**Instruction**
Reproduce the passage on business growth in the county and Mocha Joe's move to Frost Street word for word.

**Excerpt**
And there are bright spots in the data to back up the optimism.
According to the BDCC’s 2018 annual report, the number of businesses located in the county is at its highest since the Great Recession. Meanwhile, 44 companies expanded and 14 stayed, opened, or moved to the county. The BDCC helped create 724 new jobs in the county’s manufacturing sector.
Deliberately choosing a neglected piece of downtown
Last year, Mocha Joe’s Roasting Company purchased the former Cultural Intrigue building at 35 Frost Street in Brattleboro. Since moving in, the coffee company has renovated the space to operate as its business offices, storage of green coffee, roasting facility, and soon, an education space. The company also rents to two businesses: Recycle Away and the new Hatch Space, a woodworking studio spearheaded by Tom Bodett and Greg Goodman.

Photo: Pierre and Elayne Copy of Mocha Joes. Photo by Randolph T. Holhut.
Kora Skeele, sales and marketing manager, said that moving to Frost Street was a deliberate decision on owners Pierre and Ellen Capy’s part.

**Material**
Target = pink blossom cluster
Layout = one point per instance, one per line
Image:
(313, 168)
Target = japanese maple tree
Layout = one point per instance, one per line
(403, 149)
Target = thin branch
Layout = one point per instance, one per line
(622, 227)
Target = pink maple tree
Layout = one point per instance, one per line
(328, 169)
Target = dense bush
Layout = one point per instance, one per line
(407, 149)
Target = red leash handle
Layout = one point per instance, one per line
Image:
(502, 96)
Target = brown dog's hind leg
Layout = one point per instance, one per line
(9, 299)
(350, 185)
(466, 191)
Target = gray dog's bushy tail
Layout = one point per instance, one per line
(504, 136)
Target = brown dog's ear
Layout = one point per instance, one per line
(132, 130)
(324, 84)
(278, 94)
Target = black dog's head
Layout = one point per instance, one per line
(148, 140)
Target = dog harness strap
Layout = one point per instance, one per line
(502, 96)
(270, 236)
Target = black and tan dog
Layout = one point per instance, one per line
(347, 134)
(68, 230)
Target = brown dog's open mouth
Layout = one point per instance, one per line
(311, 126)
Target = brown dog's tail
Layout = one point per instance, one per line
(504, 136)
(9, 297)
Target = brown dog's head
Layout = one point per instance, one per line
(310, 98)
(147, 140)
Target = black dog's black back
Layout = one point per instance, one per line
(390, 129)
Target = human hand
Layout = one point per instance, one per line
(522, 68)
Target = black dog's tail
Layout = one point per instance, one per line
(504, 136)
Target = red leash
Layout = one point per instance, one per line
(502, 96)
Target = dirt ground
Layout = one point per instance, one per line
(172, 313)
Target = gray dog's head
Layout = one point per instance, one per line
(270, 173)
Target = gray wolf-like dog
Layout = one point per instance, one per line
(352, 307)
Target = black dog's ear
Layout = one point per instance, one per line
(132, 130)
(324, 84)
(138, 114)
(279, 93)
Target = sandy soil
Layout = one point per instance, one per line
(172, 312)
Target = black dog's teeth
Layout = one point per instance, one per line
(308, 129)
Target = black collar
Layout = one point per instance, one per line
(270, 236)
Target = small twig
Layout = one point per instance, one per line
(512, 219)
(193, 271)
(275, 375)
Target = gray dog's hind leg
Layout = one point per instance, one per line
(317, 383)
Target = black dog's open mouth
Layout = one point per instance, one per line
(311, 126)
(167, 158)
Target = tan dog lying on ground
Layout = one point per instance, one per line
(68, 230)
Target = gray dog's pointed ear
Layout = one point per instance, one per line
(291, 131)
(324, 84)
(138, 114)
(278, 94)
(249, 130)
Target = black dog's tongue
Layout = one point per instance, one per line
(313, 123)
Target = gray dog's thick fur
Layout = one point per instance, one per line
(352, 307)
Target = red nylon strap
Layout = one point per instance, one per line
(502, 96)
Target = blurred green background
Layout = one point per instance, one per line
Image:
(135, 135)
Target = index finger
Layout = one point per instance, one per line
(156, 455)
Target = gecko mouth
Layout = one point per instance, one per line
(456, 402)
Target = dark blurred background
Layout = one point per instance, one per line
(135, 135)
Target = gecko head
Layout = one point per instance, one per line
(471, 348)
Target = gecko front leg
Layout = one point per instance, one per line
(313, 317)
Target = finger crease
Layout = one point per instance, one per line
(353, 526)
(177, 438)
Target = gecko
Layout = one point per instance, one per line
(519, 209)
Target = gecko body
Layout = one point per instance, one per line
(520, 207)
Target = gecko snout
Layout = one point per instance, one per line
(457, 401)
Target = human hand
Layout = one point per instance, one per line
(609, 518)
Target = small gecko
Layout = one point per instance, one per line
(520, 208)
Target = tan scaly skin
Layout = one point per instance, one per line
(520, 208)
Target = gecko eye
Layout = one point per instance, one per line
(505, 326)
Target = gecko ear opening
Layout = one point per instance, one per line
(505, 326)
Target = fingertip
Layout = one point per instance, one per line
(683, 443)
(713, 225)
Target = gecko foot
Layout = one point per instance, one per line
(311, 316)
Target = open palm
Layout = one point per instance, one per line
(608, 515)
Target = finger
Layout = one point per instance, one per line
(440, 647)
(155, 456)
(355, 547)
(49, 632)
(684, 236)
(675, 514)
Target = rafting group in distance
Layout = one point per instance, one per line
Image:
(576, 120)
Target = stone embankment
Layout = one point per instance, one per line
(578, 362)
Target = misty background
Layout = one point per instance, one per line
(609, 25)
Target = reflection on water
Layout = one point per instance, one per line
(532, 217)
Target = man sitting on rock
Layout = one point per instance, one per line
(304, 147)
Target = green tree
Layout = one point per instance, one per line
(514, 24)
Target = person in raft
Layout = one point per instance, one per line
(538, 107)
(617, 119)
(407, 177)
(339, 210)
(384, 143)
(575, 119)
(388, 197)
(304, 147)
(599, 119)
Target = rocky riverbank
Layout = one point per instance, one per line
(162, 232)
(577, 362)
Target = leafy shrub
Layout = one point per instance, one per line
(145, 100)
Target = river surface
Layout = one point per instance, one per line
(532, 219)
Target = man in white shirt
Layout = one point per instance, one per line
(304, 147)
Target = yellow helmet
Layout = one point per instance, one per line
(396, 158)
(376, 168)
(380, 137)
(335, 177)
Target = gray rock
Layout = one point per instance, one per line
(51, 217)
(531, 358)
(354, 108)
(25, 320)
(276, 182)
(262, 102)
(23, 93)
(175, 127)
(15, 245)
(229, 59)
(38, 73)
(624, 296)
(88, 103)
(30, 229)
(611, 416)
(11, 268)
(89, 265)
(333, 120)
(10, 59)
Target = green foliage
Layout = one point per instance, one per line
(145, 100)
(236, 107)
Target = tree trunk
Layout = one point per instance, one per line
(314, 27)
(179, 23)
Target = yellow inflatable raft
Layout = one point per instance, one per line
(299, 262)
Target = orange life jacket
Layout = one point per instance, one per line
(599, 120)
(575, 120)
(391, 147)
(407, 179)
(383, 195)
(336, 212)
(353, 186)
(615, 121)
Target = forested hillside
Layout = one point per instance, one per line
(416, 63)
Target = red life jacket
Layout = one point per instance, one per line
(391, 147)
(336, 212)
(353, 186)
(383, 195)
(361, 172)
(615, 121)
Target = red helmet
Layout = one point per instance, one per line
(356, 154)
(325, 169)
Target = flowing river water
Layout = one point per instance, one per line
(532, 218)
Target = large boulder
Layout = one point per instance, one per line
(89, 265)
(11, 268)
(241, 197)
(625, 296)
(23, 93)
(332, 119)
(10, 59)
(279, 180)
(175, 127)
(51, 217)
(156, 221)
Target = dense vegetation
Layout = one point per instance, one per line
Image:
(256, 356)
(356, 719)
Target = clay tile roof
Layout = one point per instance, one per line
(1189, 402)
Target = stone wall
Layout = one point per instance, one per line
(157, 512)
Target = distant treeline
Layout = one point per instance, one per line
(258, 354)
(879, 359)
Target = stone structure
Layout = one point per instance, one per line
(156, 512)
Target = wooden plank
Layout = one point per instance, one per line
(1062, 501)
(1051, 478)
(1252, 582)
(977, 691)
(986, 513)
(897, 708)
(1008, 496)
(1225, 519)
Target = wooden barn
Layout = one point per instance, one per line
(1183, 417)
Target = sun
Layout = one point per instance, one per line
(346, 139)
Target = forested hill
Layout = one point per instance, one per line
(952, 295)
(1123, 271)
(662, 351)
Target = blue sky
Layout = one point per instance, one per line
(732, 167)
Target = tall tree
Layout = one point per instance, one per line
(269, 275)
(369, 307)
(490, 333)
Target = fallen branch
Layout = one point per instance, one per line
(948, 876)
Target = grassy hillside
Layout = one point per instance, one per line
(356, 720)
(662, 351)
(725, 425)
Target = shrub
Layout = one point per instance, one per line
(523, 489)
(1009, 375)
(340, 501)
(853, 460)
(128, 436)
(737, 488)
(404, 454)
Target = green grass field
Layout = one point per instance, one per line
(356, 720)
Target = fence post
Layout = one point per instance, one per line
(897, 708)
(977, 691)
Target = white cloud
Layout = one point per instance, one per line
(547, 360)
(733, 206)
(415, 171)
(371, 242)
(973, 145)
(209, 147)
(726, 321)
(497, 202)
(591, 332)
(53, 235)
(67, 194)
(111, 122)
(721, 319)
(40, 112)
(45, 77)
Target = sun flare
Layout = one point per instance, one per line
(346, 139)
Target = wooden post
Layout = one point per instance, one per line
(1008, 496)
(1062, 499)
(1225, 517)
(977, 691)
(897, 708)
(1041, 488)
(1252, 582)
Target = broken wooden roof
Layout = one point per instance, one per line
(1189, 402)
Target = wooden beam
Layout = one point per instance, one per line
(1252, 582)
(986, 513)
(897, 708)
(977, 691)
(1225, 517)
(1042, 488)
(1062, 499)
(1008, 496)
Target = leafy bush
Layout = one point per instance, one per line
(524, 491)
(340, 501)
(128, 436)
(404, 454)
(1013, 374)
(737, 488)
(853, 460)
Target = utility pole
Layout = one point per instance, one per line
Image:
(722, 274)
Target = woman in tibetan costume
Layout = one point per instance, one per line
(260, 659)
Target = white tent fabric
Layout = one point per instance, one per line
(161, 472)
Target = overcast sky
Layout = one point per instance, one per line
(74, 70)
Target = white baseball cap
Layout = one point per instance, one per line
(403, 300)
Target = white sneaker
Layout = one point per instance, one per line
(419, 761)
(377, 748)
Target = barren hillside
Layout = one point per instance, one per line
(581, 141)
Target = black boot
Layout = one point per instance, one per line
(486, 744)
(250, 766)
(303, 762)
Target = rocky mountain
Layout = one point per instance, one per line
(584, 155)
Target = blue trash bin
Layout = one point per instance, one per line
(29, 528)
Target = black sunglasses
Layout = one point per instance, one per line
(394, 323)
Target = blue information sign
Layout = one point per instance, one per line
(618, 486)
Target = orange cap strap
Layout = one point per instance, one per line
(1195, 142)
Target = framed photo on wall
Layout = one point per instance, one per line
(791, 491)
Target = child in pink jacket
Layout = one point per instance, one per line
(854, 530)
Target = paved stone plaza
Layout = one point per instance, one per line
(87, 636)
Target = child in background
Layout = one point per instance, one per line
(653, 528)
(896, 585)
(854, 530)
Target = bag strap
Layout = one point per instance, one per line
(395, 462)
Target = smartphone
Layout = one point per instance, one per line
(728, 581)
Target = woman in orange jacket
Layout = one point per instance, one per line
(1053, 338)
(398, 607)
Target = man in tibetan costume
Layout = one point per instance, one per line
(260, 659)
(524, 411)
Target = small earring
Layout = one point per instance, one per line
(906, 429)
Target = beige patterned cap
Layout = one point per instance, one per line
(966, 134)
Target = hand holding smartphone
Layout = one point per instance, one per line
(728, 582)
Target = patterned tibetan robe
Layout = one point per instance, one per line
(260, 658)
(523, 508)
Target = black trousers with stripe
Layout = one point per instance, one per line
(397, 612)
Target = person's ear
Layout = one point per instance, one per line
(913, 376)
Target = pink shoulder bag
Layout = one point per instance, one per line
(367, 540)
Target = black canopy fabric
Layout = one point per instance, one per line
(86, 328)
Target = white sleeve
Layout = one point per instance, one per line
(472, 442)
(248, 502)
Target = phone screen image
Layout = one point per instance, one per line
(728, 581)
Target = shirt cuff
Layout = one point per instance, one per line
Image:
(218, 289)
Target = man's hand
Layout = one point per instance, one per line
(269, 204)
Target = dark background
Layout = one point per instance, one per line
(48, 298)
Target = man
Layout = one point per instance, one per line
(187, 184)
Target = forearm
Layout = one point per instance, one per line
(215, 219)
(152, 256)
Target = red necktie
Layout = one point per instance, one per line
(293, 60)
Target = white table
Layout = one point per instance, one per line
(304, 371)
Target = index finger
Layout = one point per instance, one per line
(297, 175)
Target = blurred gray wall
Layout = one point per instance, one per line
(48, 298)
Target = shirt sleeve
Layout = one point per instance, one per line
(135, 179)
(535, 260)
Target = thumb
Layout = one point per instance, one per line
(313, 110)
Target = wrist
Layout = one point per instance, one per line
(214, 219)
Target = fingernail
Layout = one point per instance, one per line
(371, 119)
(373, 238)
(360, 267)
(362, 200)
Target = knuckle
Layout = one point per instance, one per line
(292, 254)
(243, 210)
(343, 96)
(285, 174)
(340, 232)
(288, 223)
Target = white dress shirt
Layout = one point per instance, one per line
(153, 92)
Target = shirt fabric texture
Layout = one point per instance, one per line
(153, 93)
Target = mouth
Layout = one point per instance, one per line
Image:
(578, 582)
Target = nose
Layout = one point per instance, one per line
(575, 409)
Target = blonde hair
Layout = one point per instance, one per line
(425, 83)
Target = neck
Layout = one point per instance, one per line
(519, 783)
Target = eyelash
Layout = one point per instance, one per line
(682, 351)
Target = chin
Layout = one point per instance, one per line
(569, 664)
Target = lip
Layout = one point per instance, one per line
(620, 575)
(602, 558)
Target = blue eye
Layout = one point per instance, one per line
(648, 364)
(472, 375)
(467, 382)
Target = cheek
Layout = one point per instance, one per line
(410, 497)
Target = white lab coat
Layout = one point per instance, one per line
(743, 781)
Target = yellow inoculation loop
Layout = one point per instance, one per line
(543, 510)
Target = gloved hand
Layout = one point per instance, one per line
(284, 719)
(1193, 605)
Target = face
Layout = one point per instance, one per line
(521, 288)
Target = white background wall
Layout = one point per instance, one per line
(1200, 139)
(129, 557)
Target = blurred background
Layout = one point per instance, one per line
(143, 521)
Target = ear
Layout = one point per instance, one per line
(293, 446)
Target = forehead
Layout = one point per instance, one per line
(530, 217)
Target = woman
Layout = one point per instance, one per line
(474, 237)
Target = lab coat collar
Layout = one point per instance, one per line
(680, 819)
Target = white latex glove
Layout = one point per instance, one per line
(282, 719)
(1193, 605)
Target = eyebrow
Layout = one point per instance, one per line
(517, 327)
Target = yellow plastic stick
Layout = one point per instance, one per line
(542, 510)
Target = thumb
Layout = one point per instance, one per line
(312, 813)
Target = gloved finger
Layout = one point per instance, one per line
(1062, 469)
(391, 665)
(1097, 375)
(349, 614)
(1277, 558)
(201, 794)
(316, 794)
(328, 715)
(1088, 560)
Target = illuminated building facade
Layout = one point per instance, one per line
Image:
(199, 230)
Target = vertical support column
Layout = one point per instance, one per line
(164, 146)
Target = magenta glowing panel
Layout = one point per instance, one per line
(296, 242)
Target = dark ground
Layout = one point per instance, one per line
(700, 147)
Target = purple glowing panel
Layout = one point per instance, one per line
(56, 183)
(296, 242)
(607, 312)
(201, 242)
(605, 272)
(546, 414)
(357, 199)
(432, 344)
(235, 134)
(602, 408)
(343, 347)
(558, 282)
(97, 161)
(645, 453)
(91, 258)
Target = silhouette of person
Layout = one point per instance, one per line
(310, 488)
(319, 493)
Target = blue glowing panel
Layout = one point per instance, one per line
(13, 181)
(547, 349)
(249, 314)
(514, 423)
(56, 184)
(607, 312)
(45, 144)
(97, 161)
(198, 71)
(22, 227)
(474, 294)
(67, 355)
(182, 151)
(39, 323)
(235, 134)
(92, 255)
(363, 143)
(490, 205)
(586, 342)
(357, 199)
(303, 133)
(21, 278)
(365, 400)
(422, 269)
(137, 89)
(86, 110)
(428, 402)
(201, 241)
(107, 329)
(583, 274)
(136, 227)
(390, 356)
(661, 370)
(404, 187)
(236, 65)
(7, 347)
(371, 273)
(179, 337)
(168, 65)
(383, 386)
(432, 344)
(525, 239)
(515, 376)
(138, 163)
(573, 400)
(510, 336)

**Answer to the problem**
And there are bright spots in the data to back up the optimism.
According to the BDCC’s 2018 annual report, the number of businesses located in the county is at its highest since the Great Recession. Meanwhile, 44 companies expanded and 14 stayed, opened, or moved to the county. The BDCC helped create 724 new jobs in the county’s manufacturing sector.
Deliberately choosing a neglected piece of downtown
Last year, Mocha Joe’s Roasting Company purchased the former Cultural Intrigue building at 35 Frost Street in Brattleboro. Since moving in, the coffee company has renovated the space to operate as its business offices, storage of green coffee, roasting facility, and soon, an education space. The company also rents to two businesses: Recycle Away and the new Hatch Space, a woodworking studio spearheaded by Tom Bodett and Greg Goodman.

Photo: Pierre and Elayne Copy of Mocha Joes. Photo by Randolph T. Holhut.
Kora Skeele, sales and marketing manager, said that moving to Frost Street was a deliberate decision on owners Pierre and Ellen Capy’s part.